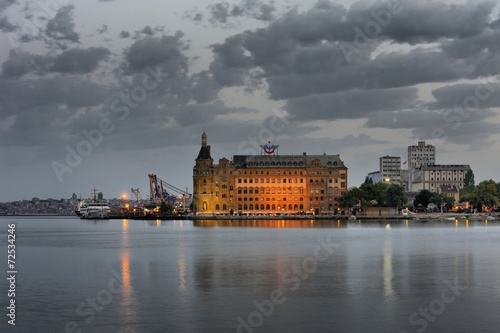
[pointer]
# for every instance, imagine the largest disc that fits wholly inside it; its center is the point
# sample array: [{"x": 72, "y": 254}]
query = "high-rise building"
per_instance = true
[
  {"x": 267, "y": 183},
  {"x": 432, "y": 177},
  {"x": 421, "y": 154},
  {"x": 390, "y": 169}
]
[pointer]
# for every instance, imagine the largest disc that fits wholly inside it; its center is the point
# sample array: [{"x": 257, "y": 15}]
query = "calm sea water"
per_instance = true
[{"x": 267, "y": 276}]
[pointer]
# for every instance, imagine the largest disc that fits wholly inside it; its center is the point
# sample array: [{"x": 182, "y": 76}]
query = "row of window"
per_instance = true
[{"x": 270, "y": 199}]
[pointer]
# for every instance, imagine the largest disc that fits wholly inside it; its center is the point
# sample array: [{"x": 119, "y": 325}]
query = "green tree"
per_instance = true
[
  {"x": 395, "y": 196},
  {"x": 485, "y": 194},
  {"x": 423, "y": 198},
  {"x": 468, "y": 182},
  {"x": 349, "y": 198}
]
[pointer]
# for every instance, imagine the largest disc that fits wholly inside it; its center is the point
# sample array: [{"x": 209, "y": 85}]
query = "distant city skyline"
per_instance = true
[{"x": 101, "y": 93}]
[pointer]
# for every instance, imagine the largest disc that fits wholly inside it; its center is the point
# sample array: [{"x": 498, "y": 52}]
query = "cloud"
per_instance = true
[
  {"x": 351, "y": 104},
  {"x": 103, "y": 29},
  {"x": 73, "y": 61},
  {"x": 223, "y": 12},
  {"x": 165, "y": 51},
  {"x": 304, "y": 53},
  {"x": 4, "y": 4},
  {"x": 6, "y": 26},
  {"x": 61, "y": 27},
  {"x": 79, "y": 61},
  {"x": 124, "y": 34}
]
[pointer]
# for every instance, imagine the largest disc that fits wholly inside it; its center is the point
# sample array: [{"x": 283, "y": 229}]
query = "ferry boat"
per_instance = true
[{"x": 93, "y": 209}]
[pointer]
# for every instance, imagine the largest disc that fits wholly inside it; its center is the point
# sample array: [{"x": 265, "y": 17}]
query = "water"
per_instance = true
[{"x": 267, "y": 276}]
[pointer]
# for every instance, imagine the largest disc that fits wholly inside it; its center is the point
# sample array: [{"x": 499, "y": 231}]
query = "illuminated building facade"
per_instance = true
[{"x": 267, "y": 184}]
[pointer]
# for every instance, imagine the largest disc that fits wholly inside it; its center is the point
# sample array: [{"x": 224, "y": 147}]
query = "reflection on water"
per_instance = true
[
  {"x": 127, "y": 305},
  {"x": 272, "y": 223},
  {"x": 388, "y": 291},
  {"x": 191, "y": 276}
]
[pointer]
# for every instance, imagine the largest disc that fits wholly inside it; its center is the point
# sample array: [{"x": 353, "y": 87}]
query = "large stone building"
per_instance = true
[
  {"x": 421, "y": 154},
  {"x": 268, "y": 183},
  {"x": 433, "y": 177},
  {"x": 390, "y": 169}
]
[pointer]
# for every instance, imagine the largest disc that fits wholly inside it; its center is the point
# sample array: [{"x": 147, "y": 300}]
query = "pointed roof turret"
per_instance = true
[{"x": 204, "y": 153}]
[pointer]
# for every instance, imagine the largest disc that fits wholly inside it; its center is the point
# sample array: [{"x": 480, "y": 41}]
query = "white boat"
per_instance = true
[{"x": 94, "y": 209}]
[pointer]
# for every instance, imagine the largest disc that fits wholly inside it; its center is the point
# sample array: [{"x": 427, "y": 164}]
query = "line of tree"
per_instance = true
[{"x": 369, "y": 194}]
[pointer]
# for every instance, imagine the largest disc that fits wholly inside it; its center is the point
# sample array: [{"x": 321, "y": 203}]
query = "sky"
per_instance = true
[{"x": 102, "y": 93}]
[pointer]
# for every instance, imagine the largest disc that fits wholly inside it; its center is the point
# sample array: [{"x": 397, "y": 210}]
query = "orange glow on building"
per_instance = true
[{"x": 267, "y": 184}]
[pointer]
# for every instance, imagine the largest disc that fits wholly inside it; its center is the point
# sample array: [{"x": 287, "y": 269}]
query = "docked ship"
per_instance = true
[{"x": 94, "y": 209}]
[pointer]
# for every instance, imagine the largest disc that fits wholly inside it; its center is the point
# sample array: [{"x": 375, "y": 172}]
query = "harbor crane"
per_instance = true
[
  {"x": 161, "y": 191},
  {"x": 137, "y": 194}
]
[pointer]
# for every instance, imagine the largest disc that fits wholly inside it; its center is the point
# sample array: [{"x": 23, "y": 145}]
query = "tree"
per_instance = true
[
  {"x": 468, "y": 182},
  {"x": 423, "y": 198},
  {"x": 395, "y": 196},
  {"x": 348, "y": 199}
]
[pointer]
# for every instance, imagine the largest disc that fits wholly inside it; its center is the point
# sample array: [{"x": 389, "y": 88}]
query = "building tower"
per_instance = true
[
  {"x": 203, "y": 178},
  {"x": 418, "y": 156},
  {"x": 421, "y": 154}
]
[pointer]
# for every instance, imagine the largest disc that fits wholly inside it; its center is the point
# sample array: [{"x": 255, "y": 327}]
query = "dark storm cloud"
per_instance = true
[
  {"x": 424, "y": 21},
  {"x": 74, "y": 61},
  {"x": 473, "y": 132},
  {"x": 103, "y": 29},
  {"x": 124, "y": 34},
  {"x": 199, "y": 114},
  {"x": 351, "y": 104},
  {"x": 469, "y": 96},
  {"x": 6, "y": 26},
  {"x": 20, "y": 63},
  {"x": 44, "y": 109},
  {"x": 302, "y": 53},
  {"x": 223, "y": 12},
  {"x": 165, "y": 51},
  {"x": 79, "y": 61},
  {"x": 4, "y": 4},
  {"x": 61, "y": 27},
  {"x": 147, "y": 30}
]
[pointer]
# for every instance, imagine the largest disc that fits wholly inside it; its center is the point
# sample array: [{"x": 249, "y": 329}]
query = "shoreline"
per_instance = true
[{"x": 416, "y": 217}]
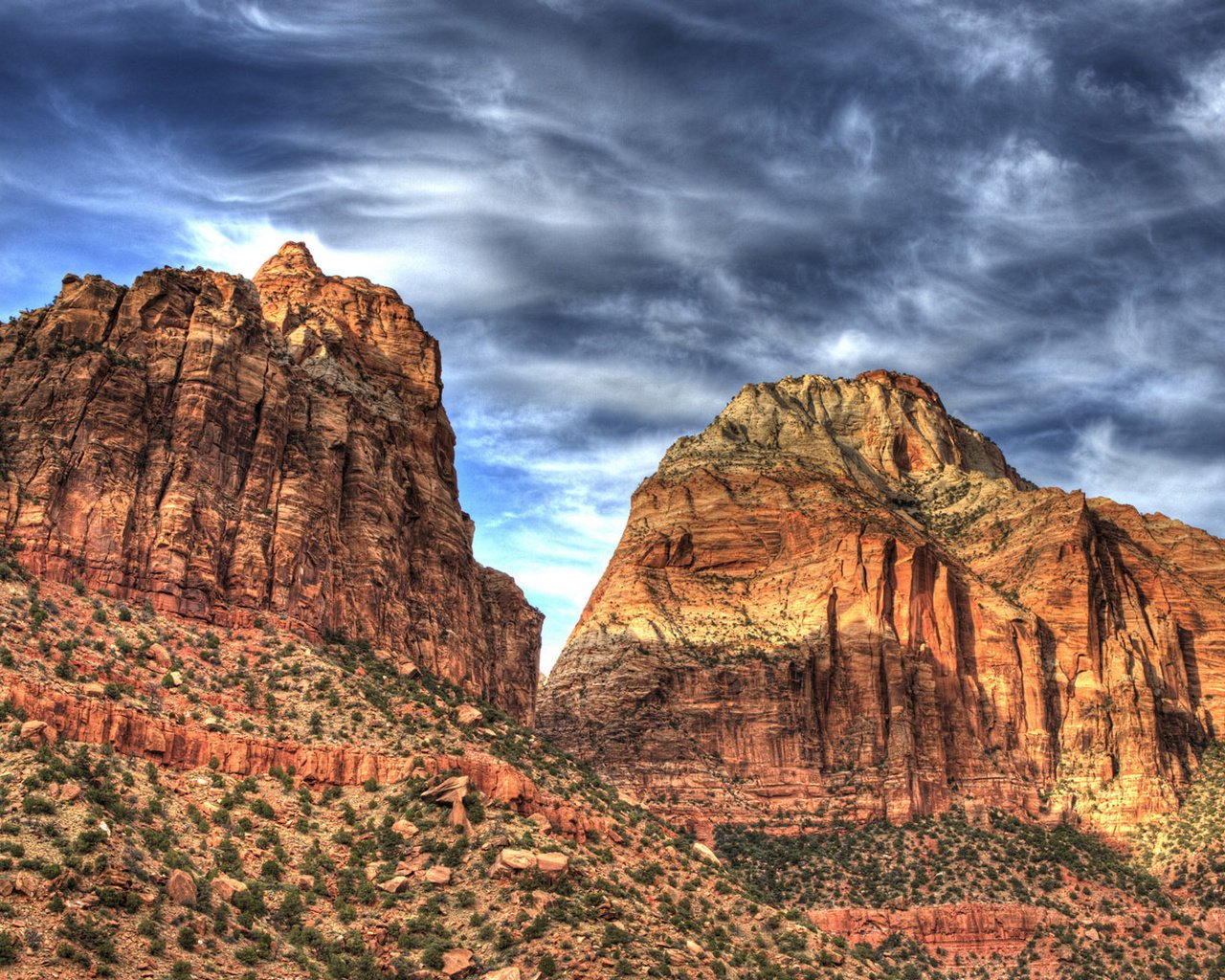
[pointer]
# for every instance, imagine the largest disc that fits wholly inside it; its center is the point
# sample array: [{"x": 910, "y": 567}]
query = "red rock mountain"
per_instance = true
[
  {"x": 223, "y": 447},
  {"x": 839, "y": 602}
]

= = =

Exercise directions —
Quote the material in full and exactly; do not carry over its pictures.

Task solution —
[pointer]
# for every instance, imagine the largest disc that fits wholly inside it; its center is the point
# sample array: [{"x": 72, "y": 254}]
query = "high-rise building"
per_instance = true
[
  {"x": 267, "y": 183},
  {"x": 432, "y": 177},
  {"x": 421, "y": 154},
  {"x": 390, "y": 169}
]
[pointer]
# for every instance, imagine the largest disc that fits wholly inside it; its center is the point
# sample array: [{"x": 257, "y": 15}]
query = "calm sea water"
per_instance = true
[{"x": 267, "y": 276}]
[pointer]
# for every instance, imagine the largest disc that fits wholly inside it; its center is the point
# sample array: [{"x": 182, "y": 76}]
query = "row of window"
per_instance = true
[{"x": 270, "y": 199}]
[pointer]
# for every instance, imagine the largest disc that fits wholly inside it; its center is the point
# sample array: [{"x": 119, "y": 325}]
query = "green tree"
per_instance = true
[
  {"x": 395, "y": 196},
  {"x": 485, "y": 194},
  {"x": 423, "y": 198},
  {"x": 468, "y": 182},
  {"x": 349, "y": 198}
]
[pointer]
# for every instance, imagine the largest disc that fits wholly inside it; its center is the point
# sample array: [{"x": 209, "y": 85}]
query = "distant city skyline"
per_instance = true
[{"x": 101, "y": 93}]
[pointer]
# for every instance, imagine the largest disc that fits wholly inside it; its center is the point
# sample array: [{"x": 498, "y": 52}]
query = "cloud"
per_instance = true
[
  {"x": 351, "y": 104},
  {"x": 103, "y": 29},
  {"x": 73, "y": 61},
  {"x": 223, "y": 12},
  {"x": 165, "y": 51},
  {"x": 304, "y": 53},
  {"x": 4, "y": 4},
  {"x": 6, "y": 26},
  {"x": 61, "y": 27},
  {"x": 79, "y": 61},
  {"x": 124, "y": 34}
]
[pointer]
# for every instance, imagine the largest disc that fits wholly inside it; its center is the point
# sample array: [{"x": 283, "y": 229}]
query = "ferry boat"
per_instance = true
[{"x": 93, "y": 209}]
[pointer]
# for every instance, imagine the largest disc that fits wholly inside it; its center is the point
# sample array: [{"x": 265, "y": 17}]
query = "water"
per_instance = true
[{"x": 267, "y": 276}]
[pointer]
# for every instance, imagine the largest disc that fits wholly inside it; its center is the point
# sample array: [{"x": 499, "y": 231}]
query = "illuminated building facade"
per_instance = true
[{"x": 267, "y": 184}]
[pointer]
# for every instance, imagine the largest disc that fits wholly inside it; its center is the point
# sample array: [{"x": 224, "y": 147}]
query = "reflection on water"
per_instance = true
[
  {"x": 127, "y": 305},
  {"x": 272, "y": 223},
  {"x": 388, "y": 291},
  {"x": 191, "y": 276}
]
[pointer]
# for every instance, imagine the largest disc that fits wholly inside it; its center is the point
# sample array: [{"x": 353, "y": 87}]
query = "large stone building"
per_instance = true
[
  {"x": 421, "y": 154},
  {"x": 268, "y": 183},
  {"x": 433, "y": 177},
  {"x": 390, "y": 169}
]
[pointer]
# for every instance, imagine the largest disc that fits wholly inside it; its center is the point
# sample array: [{"x": 147, "y": 300}]
query = "pointed roof turret"
per_instance = true
[{"x": 204, "y": 153}]
[pointer]
# for every instance, imagine the largest disc that fits wholly inside it; its center is the point
# sample array: [{"x": 480, "y": 41}]
query = "white boat"
per_instance = true
[{"x": 94, "y": 209}]
[pointer]
# for every instance, imagine the largest disc that fits wholly inside it; its center is the point
# sample array: [{"x": 427, "y": 164}]
query = "line of tree"
per_instance = true
[{"x": 369, "y": 194}]
[pointer]
# for every instance, imagine the largest disc that fits wholly inside it; its center is the point
# sample array: [{"x": 321, "y": 203}]
query = "sky"
per_instance = true
[{"x": 102, "y": 93}]
[pointer]
# for every instance, imagine the largest disc that fits wholly inside it; its center is the point
# sample array: [{"x": 397, "y": 210}]
query = "orange glow on building"
per_instance = true
[{"x": 267, "y": 184}]
[pointer]
# for every instance, imagine the largest disc that fits wholly inside it; its center is the point
# sample array: [{"x": 287, "y": 269}]
query = "docked ship"
per_instance = true
[{"x": 94, "y": 209}]
[pointer]
# for every instance, imagine the largest disc that fits wholly inside it; its center is the point
# sample array: [{"x": 375, "y": 172}]
query = "harbor crane"
per_instance = true
[
  {"x": 161, "y": 191},
  {"x": 137, "y": 194}
]
[pointer]
# for every instance, imagine the largest disc that fits wholly inside it; its center is the point
# sample array: [{"x": 23, "y": 145}]
query = "tree"
per_instance = true
[
  {"x": 468, "y": 182},
  {"x": 423, "y": 198},
  {"x": 395, "y": 196},
  {"x": 348, "y": 199}
]
[pointer]
# for every instance, imagine the largest disc that fits wholly inside it; its center is the point
# sample array: [{"x": 389, "y": 88}]
query = "building tower"
per_instance = true
[
  {"x": 203, "y": 178},
  {"x": 418, "y": 156},
  {"x": 421, "y": 154}
]
[pointer]
# for every instance, imagine the largest disc that fits wholly inside it; its center is the point
# sample array: [{"x": 255, "y": 327}]
query = "dark storm cloud"
per_instance = true
[
  {"x": 424, "y": 21},
  {"x": 74, "y": 61},
  {"x": 473, "y": 132},
  {"x": 103, "y": 29},
  {"x": 124, "y": 34},
  {"x": 199, "y": 114},
  {"x": 351, "y": 104},
  {"x": 469, "y": 96},
  {"x": 6, "y": 26},
  {"x": 20, "y": 63},
  {"x": 44, "y": 109},
  {"x": 302, "y": 53},
  {"x": 223, "y": 12},
  {"x": 165, "y": 51},
  {"x": 79, "y": 61},
  {"x": 4, "y": 4},
  {"x": 61, "y": 27},
  {"x": 147, "y": 30}
]
[pointer]
# for every instance, imagine the largest disc that fits wholly inside it; its center is the point
# sample array: [{"x": 249, "y": 329}]
query = "shoreline"
per_instance = true
[{"x": 416, "y": 217}]
[pointer]
# for every instance, imagine the largest disc that fits wholly inside it; its center is the point
# sample array: [{"x": 910, "y": 567}]
query = "red rock mountain"
per_instance = true
[
  {"x": 223, "y": 447},
  {"x": 839, "y": 602}
]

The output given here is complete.